Excerpt
━━━━━━━━━━━━━━━━━━━━
NEW YORK, NY.- Sotheby’s announced John Richardson: A Scholar Collects, a unique collection of more than 50 paintings, works on paper, sculpture, and prints spanning contemporary art, Old Masters, modern art, and more from the renowned art historian and award-winning biographer of Pablo Picasso. Among the many remarkable works in Richardson’s collection are pieces he received personally from many of the leading luminaries of 20th century art, such as Picasso, Lucian Freud, Andy Warhol, and Georges Braque. The collection is comprised of works from Richardson’s Fifth Avenue loft, noted for its aristocratically bohemian interiors that mixed antiquities with modern and contemporary art for a uniquely eclectic style, and was recently chronicled in John Richardson: At Home (Rizzoli, 2019) with photography by François Halard.

The sale series will kick off with a special single-lot Prints & Multiples auction of Andy Warhol’s 1975 portrait of The Rolling Stones front man Mick Jagger (inscribed by Warhol “To John R”), which is set to take place in September. The sale series will then continue throughout the fall at Sotheby’s New York and London. There will also be a corresponding sale of furniture, decorative items and other objet d’art from Richardson’s Fifth Avenue home by STAIR on 17 September.

In addition, an oil portrait of Richardson painted by Freud will go on view at Sotheby’s New Bond Street Galleries in London through 28 July. The portrait was a gift of the Richardson Estate to the American Friends of the National Portrait Gallery, who hope to lend the work to the National Portrait Gallery, London. The work was painted by Freud in 1998, and further spotlights their longstanding friendship.

Benjamin Doller, Sotheby’s Chairman, Americas, commented: “John Richardson was at the very center of 20th century art, and his collection is not only a reflection of his creative sensibility, as such a central figure in the art world for decades, but the works he lived with each tell a remarkable story of the close relationships he had with so many renowned artists. His personal collection brims with the intimacy of these connections. It’s an honor and a thrill to share these works and their unique stories, as well as to preserve John’s legacy as a friend and steward of the artists that defined generations.”

Hannah Rothschild, author, arts patron and philanthropist, documentary filmmaker, and longtime friend of Richardson, said: “John Richardson was a man of ravenous appetites, prodigious curiosity and impeccable taste with a magpie-like eye. These attributes are reflected in his style of collecting—where else could you find a Lucian Freud self-portrait hung alongside a Picasso drawing in a room with a feather boa resting on a cushion made from an 18th century scrap of material found in a Paris flea market? John did everything with panache and a sense of playfulness, and he carefully curated his collection to showcase it in a thought-provoking way.”

Margaret Conklin, President of the American Friends of the National Portrait Gallery said: “We are extremely grateful to the John Richardson Estate for generously gifting us Lucian Freud's portrait of his lifelong friend, and are delighted it will be on public display at Sotheby's."
━━━━━━━━━━━━━━━━━━━━
Task requirements
Carry on the Sotheby's announcement about the sale of John Richardson's art collection from the point where it ends. The items that come next are separate material and not part of the announcement.

(Collected data)
━━━━━━━━━━━━━━━━━━━━
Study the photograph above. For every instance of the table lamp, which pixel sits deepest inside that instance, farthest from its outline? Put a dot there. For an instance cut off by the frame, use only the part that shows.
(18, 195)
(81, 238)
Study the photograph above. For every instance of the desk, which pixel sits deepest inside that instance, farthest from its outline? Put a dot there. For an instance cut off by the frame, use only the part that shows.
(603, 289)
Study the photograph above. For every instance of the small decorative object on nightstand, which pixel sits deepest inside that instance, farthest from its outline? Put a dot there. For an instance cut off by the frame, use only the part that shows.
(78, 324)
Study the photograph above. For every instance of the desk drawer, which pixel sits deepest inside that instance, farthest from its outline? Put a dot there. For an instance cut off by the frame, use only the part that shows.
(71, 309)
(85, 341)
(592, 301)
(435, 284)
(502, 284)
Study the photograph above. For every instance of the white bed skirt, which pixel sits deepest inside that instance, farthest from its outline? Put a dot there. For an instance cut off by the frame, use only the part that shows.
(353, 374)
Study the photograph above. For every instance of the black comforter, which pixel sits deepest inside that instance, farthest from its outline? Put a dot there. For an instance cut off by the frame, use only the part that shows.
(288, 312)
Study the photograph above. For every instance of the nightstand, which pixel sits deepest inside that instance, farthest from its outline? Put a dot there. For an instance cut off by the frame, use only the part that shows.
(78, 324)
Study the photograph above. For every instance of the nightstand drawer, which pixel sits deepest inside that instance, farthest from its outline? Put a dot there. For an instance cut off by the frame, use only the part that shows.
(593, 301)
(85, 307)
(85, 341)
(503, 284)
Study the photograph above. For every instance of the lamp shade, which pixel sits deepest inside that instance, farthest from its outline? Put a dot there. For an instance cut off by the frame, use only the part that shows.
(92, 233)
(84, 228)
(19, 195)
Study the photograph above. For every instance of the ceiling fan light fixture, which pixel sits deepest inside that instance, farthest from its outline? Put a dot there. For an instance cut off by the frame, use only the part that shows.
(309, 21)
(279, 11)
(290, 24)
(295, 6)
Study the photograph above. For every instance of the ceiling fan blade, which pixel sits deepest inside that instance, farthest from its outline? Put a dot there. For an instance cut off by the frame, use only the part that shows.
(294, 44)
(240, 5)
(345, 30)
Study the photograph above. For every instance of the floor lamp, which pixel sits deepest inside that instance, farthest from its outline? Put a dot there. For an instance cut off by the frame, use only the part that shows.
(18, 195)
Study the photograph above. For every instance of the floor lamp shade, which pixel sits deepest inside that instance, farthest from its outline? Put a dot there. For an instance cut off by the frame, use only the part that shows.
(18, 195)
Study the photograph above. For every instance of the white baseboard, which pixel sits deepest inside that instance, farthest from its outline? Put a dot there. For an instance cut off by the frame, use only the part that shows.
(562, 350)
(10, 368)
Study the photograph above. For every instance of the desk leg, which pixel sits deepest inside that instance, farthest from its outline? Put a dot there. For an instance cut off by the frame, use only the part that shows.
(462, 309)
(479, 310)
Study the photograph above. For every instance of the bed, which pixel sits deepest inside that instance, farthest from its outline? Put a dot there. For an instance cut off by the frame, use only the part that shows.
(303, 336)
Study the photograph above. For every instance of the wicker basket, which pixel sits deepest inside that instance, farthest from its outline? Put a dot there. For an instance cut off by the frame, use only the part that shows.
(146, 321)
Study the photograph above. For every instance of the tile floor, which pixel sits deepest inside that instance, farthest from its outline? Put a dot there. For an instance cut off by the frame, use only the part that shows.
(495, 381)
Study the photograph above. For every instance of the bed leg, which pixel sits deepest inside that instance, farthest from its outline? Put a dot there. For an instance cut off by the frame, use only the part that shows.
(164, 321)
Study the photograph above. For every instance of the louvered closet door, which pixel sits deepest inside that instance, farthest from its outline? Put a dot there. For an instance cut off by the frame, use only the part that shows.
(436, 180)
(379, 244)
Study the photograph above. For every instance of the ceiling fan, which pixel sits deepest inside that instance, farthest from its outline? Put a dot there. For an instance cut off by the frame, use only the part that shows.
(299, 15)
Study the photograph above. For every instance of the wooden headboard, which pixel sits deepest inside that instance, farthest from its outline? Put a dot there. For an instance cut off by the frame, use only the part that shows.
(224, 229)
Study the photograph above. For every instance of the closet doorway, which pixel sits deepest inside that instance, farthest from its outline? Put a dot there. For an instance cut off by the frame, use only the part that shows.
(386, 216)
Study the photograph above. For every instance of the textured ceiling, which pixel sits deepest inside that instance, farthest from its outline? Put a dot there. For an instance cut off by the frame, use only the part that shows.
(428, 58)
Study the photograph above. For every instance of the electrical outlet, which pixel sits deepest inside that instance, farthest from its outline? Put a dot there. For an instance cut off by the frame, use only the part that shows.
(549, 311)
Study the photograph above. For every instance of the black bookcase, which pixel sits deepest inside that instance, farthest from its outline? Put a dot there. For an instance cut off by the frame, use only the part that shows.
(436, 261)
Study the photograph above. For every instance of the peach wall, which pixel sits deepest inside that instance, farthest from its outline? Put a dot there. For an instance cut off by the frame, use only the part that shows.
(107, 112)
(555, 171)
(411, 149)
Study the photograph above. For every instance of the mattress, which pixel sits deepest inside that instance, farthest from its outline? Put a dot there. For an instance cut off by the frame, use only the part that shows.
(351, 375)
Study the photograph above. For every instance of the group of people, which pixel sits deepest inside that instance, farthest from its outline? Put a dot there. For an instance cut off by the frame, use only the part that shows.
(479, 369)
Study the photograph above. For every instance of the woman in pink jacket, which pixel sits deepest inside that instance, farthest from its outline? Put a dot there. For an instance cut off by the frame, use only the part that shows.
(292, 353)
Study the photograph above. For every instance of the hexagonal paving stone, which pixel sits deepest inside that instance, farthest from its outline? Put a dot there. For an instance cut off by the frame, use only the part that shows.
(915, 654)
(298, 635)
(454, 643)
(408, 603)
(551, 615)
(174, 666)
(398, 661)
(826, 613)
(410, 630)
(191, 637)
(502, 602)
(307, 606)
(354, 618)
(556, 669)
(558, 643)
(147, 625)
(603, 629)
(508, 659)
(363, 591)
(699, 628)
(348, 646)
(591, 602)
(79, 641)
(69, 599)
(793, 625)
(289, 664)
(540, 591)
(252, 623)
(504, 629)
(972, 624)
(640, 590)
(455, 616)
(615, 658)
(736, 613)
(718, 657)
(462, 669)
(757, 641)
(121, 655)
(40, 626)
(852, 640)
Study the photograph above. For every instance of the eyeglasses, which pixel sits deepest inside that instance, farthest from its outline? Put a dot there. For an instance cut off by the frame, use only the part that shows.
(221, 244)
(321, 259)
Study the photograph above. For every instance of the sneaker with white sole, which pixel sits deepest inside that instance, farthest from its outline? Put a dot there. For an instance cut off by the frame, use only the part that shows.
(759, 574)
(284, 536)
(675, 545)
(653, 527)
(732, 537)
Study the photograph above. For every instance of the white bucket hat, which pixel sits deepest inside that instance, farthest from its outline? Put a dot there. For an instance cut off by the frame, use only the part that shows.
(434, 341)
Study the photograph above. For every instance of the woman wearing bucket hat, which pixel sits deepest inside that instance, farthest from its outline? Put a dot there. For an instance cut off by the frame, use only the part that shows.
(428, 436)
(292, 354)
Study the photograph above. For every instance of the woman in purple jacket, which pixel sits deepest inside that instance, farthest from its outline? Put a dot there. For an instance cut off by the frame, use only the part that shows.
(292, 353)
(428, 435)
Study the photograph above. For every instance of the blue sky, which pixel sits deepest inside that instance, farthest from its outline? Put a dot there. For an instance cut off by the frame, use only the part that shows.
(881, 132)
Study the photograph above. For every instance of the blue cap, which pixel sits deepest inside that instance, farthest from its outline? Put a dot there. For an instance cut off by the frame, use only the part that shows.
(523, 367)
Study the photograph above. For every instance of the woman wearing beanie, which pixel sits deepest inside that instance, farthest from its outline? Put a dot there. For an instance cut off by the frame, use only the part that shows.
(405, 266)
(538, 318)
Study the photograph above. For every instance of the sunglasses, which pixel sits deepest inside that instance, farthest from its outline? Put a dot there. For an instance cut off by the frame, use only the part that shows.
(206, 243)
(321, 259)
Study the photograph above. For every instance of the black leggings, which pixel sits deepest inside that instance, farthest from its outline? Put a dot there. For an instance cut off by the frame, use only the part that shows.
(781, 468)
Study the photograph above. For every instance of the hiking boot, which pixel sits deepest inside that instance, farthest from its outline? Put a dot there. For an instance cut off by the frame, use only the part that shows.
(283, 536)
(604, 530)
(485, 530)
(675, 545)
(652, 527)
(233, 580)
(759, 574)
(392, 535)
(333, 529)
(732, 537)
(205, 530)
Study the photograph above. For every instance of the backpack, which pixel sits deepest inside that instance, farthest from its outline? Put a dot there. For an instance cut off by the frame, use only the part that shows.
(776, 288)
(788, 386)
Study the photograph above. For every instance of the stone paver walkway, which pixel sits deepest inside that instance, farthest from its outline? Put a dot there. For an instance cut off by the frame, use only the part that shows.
━━━━━━━━━━━━━━━━━━━━
Expected answer
JOHN RICHARDSON: A SCHOLAR COLLECTS
Encompassing contemporary art, Old Master paintings, Impressionist and Modern art, prints, works on paper, sculpture, and much more, the collection of John Richardson reveals his great eye and impeccable taste. Best known for his three-volume biography of Picasso, Richardson was also an accomplished art dealer and auction house executive who for years was a pivotal figure in the New York art world. Passing away at the age of 95 in 2019, he left behind a lifetime’s worth of art and objects that form his storied art collection, which was amassed over the course of his varied career and wide-ranging travels. Known for his unparalleled style, Richardson’s collection reflects his instinctive taste and innate ability to pair art across category, time, and medium, as he remarked to writer James Reginato for At Home: “I mix things, and they galvanize each other.”

Among the highlights on offer from the Richardson collection are a series of six prints, primarily lithographs and linoleum cuts, by Pablo Picasso dating from 1945 to 1961. The prints demonstrate Picasso’s intuitive and characteristic ability to recognize and exploit the possibilities inherent in any medium in which he chose to work. Exploring themes of bullfights, bacchanalia, still lifes, female heads and figure studies, Picasso worked alongside the printer Hidalgo Arnéra to revolutionize the medium and achieve unparalleled mastery in a series of brilliantly colored and richly textured works on paper. Leading the series is Picador et Taureau (estimate $25,000 - $35,000), a 1959 linoleum cut printed in black and shades of brown that dramatically depicts a bullfight. The print is #43 of an edition of 50, and is personally inscribed from Picasso to Richardson: “pour mon cher ami John Richardson / Picasso / 19.11.60.” The print was gifted to Richardson by Picasso in 1960, the year he left the south of France, where he lived since 1952 and befriended the artist.

The collection also features Lucian Freud’s Self Portrait: Reflection (estimate $70,000 - $100,000), which is the only etched self-portrait by the artist and was lovingly dedicated by Freud to John Richardson: “John with love from Lucian.” It is a somber, unflinching and unidealized depiction of the artist. The clever application of deep, sweeping lines down Freud’s neck draws the viewer to his strong, broad shoulders giving life to his otherwise hollow, hooded eyes and solemn expression. Unlike other etchings, Self Portrait: Reflection is much darker due to the obsessively complex layering of etched lines and the skill of his long-time printer Marc Balakjian from Studio Prints, London, which creates such a dramatic and haunting effect. The collection features two additional etchings produced by Freud from editions of 46 and 40 respectively, David Dawson (estimate $25,000 - $35,000) and Kai ($70,000 - $100,000), each of which was also inscribed by the artist to Richardson.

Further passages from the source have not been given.